*SUPPLIED ENTRIES*:
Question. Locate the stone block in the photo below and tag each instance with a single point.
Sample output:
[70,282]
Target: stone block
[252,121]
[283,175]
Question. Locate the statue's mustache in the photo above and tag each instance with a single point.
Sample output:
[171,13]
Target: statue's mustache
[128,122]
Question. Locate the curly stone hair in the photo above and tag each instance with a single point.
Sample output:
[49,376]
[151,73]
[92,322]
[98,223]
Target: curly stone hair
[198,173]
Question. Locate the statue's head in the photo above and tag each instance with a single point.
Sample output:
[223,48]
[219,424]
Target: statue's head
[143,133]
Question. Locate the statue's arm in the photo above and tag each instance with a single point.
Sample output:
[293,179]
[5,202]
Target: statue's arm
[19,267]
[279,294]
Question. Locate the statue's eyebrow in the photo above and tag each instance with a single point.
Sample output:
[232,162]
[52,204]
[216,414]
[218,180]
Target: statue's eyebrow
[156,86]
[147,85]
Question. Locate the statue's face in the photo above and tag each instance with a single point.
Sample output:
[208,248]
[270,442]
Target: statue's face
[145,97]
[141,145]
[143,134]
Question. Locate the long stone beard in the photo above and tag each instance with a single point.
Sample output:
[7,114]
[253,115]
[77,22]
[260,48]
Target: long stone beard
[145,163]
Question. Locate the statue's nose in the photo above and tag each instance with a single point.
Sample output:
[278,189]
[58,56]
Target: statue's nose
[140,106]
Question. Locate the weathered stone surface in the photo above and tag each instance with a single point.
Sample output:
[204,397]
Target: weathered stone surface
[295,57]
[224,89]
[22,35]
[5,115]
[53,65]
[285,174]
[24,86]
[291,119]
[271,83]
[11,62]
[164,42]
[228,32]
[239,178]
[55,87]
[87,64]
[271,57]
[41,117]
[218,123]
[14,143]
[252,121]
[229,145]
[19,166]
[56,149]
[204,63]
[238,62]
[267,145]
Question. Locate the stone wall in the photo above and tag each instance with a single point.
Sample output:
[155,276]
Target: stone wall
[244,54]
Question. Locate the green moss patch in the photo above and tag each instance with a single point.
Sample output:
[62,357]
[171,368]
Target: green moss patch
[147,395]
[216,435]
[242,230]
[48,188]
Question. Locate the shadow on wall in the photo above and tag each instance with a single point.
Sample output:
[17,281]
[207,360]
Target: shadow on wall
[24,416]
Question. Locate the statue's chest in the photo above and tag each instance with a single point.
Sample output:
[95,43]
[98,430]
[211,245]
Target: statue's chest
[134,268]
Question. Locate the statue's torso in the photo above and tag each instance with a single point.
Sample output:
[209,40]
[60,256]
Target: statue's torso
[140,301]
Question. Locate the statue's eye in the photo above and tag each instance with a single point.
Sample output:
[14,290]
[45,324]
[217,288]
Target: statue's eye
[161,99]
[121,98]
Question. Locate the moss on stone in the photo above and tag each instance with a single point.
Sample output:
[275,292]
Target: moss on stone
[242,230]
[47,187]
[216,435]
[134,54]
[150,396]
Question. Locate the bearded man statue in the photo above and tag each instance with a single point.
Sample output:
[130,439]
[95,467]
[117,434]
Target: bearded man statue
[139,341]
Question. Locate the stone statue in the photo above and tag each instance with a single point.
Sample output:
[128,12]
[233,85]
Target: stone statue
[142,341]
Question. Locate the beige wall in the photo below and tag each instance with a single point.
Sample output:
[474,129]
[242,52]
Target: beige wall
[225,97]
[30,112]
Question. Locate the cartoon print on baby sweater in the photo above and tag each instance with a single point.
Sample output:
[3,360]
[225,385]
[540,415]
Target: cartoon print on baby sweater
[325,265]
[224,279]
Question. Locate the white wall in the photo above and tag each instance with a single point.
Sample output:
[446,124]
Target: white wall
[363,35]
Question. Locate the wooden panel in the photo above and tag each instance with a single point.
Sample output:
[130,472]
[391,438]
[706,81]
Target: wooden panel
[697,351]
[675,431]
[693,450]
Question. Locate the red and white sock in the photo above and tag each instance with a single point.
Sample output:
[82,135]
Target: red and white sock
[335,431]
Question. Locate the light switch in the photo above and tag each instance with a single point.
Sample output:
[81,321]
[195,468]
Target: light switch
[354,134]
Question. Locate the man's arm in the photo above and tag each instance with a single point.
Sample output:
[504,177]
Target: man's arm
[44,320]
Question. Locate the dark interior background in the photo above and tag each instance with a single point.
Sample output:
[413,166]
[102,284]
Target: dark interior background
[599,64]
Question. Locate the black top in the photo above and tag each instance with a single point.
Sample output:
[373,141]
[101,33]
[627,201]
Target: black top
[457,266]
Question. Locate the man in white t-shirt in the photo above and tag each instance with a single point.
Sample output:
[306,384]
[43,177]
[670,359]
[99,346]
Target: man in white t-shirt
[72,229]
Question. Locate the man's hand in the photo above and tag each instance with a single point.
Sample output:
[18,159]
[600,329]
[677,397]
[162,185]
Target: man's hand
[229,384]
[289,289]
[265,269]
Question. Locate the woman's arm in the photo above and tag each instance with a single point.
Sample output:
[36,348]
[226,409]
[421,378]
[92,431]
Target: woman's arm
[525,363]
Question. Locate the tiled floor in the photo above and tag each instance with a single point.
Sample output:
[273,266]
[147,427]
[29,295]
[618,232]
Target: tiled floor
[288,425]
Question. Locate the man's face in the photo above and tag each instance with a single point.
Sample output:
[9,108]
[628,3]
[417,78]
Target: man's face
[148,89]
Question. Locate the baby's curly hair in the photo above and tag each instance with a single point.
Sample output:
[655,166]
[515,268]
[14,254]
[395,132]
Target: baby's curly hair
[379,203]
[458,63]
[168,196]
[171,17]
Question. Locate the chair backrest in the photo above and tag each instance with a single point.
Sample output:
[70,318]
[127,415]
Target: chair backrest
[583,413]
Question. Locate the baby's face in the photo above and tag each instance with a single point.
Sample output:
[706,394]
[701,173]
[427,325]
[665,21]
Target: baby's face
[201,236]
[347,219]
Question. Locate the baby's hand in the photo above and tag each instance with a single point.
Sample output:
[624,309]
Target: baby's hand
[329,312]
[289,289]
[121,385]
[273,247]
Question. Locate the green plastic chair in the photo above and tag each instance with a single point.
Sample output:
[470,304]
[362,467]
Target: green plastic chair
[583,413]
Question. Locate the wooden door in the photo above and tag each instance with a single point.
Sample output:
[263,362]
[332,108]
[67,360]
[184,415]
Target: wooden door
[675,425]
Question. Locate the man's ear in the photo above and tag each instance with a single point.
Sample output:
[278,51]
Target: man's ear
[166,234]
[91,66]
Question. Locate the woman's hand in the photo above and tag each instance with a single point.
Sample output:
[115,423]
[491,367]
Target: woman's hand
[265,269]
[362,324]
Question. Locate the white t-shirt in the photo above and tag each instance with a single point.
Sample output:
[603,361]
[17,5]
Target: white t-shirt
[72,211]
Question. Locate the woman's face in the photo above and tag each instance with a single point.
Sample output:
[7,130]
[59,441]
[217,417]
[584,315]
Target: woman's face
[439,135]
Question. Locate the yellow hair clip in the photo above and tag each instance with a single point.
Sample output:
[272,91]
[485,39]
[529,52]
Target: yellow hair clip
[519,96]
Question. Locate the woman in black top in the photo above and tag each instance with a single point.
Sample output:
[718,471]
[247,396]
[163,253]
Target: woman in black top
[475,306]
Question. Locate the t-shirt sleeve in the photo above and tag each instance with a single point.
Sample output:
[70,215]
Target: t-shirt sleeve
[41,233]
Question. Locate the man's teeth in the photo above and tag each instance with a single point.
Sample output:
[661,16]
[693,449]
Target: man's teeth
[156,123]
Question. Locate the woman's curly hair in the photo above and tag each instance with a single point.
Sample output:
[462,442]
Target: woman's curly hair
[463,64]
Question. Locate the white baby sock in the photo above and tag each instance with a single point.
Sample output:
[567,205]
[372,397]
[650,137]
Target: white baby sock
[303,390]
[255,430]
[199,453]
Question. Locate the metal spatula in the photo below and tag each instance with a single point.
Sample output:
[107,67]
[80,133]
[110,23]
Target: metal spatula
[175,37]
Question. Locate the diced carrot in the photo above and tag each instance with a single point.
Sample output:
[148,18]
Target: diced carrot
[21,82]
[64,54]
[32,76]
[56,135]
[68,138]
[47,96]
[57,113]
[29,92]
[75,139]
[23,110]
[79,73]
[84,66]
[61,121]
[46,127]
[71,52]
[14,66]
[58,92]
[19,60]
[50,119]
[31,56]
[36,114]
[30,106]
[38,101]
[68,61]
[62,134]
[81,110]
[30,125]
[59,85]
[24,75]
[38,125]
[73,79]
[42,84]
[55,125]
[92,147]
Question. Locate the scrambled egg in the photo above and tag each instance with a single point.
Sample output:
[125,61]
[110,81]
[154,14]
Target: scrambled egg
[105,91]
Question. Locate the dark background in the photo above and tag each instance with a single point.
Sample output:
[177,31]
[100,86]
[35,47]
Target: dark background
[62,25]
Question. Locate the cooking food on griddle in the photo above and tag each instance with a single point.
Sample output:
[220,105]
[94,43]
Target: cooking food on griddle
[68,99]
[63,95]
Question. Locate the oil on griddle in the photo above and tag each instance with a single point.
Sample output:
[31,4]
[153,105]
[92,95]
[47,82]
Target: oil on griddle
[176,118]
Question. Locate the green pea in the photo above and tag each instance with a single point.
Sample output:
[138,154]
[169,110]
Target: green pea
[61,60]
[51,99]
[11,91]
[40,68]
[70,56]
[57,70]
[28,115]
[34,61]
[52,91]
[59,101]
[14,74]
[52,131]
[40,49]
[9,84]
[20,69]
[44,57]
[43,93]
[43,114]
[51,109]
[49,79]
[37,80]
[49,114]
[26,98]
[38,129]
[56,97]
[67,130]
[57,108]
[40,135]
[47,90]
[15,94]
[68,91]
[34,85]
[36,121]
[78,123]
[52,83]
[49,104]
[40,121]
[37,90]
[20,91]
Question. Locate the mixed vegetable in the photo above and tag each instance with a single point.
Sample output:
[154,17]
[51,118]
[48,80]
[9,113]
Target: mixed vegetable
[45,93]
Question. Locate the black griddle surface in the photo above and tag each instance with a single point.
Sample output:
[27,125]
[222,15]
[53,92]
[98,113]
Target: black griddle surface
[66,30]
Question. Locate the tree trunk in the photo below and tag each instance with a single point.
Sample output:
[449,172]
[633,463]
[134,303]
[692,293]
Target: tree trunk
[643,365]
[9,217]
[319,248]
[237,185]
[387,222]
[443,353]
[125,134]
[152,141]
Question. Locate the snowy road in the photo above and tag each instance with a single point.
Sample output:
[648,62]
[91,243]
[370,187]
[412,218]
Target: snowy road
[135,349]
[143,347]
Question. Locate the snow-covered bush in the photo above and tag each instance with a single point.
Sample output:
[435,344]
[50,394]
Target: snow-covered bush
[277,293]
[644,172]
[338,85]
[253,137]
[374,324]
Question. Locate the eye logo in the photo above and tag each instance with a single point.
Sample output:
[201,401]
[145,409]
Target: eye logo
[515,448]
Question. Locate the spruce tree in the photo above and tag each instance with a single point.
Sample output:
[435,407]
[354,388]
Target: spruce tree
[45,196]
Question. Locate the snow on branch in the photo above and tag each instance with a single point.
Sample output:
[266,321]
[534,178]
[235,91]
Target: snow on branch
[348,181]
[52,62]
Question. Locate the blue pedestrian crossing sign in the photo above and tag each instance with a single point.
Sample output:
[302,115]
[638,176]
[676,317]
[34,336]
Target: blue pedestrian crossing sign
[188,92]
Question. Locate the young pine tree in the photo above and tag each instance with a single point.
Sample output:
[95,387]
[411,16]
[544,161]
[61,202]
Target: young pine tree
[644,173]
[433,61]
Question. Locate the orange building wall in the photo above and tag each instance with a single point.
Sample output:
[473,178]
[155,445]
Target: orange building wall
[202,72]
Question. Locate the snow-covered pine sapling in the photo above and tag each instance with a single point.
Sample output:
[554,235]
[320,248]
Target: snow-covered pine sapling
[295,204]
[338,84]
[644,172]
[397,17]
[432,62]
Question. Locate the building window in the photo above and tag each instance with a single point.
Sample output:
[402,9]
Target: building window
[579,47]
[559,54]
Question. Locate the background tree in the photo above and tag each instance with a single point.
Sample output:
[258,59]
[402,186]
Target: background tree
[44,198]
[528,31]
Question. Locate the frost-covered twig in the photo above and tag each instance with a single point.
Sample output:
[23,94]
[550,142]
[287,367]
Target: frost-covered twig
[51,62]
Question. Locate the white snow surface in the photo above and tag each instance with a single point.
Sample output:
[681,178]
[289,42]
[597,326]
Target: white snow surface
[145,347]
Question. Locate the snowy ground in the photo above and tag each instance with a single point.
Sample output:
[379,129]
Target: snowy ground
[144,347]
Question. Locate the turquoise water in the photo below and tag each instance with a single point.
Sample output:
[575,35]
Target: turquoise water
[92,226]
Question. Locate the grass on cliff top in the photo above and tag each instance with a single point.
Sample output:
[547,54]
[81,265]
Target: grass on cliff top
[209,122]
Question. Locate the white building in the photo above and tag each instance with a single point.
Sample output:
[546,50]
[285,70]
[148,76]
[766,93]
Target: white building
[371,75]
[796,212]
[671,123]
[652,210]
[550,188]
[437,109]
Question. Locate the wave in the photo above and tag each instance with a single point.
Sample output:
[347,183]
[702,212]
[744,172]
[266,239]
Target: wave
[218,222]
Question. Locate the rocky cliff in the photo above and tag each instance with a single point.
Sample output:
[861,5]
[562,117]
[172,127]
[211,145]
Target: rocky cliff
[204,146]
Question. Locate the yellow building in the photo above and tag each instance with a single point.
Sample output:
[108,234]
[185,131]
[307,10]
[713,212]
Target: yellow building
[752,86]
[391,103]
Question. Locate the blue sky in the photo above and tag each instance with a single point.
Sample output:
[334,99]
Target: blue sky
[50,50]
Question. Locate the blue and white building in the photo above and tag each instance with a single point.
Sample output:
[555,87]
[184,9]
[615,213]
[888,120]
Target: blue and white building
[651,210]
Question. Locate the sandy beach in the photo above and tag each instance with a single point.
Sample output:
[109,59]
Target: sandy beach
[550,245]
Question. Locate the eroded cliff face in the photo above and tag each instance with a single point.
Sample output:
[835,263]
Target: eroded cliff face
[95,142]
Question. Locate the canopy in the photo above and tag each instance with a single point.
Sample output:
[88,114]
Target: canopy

*YOUR TASK*: Please restate, word for word, the lines of the entries that run from the first line through the one holding "Question. Locate the statue's mustache", and add nothing.

*OUTPUT*:
Question. Locate the stone block in the photo below and tag each instance with a single point.
Sample output:
[70,282]
Target: stone block
[252,121]
[283,175]
Question. Locate the statue's mustache in the photo above and tag each instance with a single point.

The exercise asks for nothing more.